[Records contained in a dataset]
☆ ☆ ☆ ☆

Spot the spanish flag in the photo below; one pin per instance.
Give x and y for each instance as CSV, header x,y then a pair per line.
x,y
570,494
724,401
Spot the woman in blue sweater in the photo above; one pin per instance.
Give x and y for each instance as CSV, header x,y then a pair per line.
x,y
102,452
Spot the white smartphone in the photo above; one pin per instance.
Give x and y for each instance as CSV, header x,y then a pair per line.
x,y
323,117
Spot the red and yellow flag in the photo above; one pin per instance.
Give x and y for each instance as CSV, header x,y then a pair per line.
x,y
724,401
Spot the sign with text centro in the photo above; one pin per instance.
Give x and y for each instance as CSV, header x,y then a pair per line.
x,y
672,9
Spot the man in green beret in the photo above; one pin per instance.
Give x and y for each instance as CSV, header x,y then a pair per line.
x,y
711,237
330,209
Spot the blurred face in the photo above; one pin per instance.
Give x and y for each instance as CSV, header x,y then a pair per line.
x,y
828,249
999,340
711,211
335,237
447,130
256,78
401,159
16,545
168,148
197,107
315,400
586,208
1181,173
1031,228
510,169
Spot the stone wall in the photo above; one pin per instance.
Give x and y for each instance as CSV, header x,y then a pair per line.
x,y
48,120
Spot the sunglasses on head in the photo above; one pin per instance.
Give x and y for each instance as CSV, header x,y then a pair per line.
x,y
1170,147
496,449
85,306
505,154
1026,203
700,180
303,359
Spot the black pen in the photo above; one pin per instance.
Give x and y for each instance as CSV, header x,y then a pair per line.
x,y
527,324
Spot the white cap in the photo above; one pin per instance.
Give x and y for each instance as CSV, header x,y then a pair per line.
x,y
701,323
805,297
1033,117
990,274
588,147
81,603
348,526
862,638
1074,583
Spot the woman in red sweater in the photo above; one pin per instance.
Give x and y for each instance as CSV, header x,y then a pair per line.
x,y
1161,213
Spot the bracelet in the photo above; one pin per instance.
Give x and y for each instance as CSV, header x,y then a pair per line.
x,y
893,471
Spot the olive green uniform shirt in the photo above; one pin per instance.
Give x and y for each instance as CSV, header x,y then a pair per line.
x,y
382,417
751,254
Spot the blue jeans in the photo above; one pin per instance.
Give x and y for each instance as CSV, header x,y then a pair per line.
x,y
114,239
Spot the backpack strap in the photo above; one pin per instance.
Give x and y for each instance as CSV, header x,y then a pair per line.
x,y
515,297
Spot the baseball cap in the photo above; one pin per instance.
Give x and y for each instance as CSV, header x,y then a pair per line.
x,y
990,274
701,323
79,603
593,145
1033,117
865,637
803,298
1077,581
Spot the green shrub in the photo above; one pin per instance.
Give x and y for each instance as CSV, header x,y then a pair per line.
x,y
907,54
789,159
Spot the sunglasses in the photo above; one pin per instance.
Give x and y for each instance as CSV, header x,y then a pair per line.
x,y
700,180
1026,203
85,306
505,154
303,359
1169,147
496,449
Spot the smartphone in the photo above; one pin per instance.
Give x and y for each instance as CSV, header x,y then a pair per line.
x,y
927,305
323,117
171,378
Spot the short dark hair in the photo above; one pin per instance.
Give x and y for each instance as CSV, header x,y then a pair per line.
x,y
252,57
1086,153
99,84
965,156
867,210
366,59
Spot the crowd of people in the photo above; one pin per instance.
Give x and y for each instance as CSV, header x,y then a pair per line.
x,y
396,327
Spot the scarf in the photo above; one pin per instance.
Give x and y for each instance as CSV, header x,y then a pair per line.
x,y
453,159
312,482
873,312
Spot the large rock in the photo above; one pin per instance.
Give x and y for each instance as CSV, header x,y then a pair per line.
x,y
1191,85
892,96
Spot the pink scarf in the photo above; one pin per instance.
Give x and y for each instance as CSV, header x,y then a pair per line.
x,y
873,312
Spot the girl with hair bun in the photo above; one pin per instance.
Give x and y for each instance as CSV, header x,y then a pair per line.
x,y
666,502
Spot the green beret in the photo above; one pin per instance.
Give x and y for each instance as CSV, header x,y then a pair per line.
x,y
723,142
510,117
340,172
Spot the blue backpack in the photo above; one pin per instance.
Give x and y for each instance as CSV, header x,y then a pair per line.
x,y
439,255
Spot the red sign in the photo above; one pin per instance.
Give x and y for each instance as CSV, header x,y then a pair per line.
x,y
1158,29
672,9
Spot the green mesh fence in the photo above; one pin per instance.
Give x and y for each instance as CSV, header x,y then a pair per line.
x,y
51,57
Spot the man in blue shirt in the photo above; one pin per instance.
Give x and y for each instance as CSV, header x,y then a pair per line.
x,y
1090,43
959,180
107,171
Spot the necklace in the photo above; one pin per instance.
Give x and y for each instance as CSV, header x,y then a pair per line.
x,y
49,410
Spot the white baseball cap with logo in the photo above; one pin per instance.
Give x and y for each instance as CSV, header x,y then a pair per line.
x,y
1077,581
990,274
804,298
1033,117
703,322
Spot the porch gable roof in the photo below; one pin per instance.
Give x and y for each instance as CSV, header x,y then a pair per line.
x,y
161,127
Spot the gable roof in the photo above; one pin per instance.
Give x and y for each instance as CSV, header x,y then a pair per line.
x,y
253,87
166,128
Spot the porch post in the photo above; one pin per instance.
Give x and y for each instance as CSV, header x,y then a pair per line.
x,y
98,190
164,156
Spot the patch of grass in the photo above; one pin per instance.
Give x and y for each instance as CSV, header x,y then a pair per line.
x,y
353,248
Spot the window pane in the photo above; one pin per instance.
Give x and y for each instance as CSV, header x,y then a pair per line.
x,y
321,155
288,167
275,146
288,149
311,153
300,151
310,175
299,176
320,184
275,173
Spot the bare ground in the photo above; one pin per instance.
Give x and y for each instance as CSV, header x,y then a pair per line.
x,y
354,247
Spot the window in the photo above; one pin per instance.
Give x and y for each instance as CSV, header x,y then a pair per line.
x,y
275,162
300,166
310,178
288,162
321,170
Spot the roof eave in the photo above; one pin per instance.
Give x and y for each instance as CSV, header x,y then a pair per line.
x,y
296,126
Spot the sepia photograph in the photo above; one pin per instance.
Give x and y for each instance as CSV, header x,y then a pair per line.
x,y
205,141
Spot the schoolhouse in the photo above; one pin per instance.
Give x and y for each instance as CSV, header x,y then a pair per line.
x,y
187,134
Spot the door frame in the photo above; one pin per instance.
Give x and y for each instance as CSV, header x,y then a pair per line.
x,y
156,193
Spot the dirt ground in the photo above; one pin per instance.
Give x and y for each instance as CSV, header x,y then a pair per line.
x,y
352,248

☆ ☆ ☆ ☆

(What to work on)
Your task is to output exactly the lines running from the one with "Spot the window in" through the final line of the material above, with both ends included.

(Expected output)
Spot the window in the photo above; one pin per instance.
Give x and y for each instance as CSV, header x,y then a pair per line.
x,y
275,162
300,166
310,178
288,162
321,170
Spot the roof eave in the photo above; one pin per instance.
Give x and y for each instance as CSV, header x,y then a pair per line.
x,y
296,126
Spot the sepia photograph in the photo above; one pin per instance.
Give x and y for each instance as CSV, header x,y then a pair per line.
x,y
205,141
Spot the schoolhouse in the photo above; one pin per instance.
Give x and y for each instance as CSV, header x,y then a pair per line.
x,y
187,134
Spot the door frame in the photo above; one pin per instance.
Give x and y for each instance as CSV, header x,y then a pair per line.
x,y
156,193
Spot the dirt ground in the photo above; one pin per instance.
Give x and y for each instance as CSV, header x,y then a pair per line.
x,y
352,248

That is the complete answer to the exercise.